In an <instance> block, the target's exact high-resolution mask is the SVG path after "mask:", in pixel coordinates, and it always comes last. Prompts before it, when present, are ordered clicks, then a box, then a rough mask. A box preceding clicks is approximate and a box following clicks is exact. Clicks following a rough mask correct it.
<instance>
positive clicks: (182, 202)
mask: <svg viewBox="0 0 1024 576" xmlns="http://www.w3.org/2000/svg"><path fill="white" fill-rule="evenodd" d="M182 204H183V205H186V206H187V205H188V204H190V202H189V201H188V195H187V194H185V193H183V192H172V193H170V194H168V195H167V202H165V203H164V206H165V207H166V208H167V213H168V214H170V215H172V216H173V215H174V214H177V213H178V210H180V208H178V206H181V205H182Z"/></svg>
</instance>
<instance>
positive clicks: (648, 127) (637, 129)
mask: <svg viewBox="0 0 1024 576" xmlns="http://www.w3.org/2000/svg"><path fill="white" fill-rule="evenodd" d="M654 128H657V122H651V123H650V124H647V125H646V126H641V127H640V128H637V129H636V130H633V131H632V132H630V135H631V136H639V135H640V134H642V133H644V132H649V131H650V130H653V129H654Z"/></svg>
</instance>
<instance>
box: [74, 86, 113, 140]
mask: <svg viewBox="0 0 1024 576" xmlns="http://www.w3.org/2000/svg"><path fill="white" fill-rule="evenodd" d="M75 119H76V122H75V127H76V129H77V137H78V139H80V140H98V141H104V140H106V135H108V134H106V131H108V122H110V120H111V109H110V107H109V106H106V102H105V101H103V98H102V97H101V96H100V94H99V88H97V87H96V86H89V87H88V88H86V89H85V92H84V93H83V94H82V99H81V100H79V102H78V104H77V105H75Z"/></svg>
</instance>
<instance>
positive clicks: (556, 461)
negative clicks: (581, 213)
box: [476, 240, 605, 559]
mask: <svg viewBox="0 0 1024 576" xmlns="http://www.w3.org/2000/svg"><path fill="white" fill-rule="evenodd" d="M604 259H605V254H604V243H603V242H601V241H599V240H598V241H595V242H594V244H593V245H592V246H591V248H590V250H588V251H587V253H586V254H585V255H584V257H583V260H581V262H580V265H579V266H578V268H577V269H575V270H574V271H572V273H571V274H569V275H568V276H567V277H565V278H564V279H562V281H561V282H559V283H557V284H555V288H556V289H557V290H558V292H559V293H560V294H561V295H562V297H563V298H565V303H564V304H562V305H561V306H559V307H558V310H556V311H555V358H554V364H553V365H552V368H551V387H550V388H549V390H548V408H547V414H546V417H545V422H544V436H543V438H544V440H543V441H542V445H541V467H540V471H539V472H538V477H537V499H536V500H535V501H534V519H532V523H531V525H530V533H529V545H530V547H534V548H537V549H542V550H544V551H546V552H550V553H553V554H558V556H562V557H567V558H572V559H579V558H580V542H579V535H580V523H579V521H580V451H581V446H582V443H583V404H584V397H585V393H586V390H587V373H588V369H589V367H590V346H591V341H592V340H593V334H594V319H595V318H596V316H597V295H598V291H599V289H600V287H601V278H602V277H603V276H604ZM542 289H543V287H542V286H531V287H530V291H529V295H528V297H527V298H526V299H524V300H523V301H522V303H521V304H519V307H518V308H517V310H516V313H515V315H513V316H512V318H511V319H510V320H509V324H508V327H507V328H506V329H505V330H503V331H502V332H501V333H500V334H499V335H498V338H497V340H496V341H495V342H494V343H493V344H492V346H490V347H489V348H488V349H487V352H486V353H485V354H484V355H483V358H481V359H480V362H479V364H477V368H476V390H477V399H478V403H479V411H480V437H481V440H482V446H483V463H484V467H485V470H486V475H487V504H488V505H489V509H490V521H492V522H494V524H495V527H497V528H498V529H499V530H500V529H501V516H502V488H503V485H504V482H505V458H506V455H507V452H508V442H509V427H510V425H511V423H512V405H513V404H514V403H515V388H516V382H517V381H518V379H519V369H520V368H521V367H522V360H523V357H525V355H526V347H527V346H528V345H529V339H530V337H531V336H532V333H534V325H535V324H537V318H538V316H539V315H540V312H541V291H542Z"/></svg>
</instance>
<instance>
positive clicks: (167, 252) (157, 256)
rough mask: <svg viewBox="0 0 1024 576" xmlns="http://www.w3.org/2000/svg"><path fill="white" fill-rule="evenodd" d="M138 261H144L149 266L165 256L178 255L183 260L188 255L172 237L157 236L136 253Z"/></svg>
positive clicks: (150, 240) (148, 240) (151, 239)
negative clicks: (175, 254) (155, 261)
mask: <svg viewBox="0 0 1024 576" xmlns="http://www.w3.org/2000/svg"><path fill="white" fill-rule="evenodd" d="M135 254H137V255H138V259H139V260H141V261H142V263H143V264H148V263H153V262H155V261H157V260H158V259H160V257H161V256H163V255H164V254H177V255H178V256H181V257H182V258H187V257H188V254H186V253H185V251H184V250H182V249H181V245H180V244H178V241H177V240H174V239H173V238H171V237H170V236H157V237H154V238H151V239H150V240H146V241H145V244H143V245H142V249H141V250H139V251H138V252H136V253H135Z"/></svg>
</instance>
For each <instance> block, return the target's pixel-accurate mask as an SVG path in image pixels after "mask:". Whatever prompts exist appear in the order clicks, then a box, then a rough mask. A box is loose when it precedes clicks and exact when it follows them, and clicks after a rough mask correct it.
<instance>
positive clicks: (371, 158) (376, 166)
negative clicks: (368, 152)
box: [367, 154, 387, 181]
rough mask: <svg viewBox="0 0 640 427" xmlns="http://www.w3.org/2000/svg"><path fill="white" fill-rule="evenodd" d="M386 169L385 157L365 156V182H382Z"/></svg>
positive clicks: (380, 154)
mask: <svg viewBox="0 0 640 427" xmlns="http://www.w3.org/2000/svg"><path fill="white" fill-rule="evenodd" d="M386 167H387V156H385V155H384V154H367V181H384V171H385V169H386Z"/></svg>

..............................

→ **O que fazer**: Informe quantas linhas das entradas contêm a palavra "negative", levando em conta maiúsculas e minúsculas. Dê apenas o número.

→ **Resultado da tarefa**: 3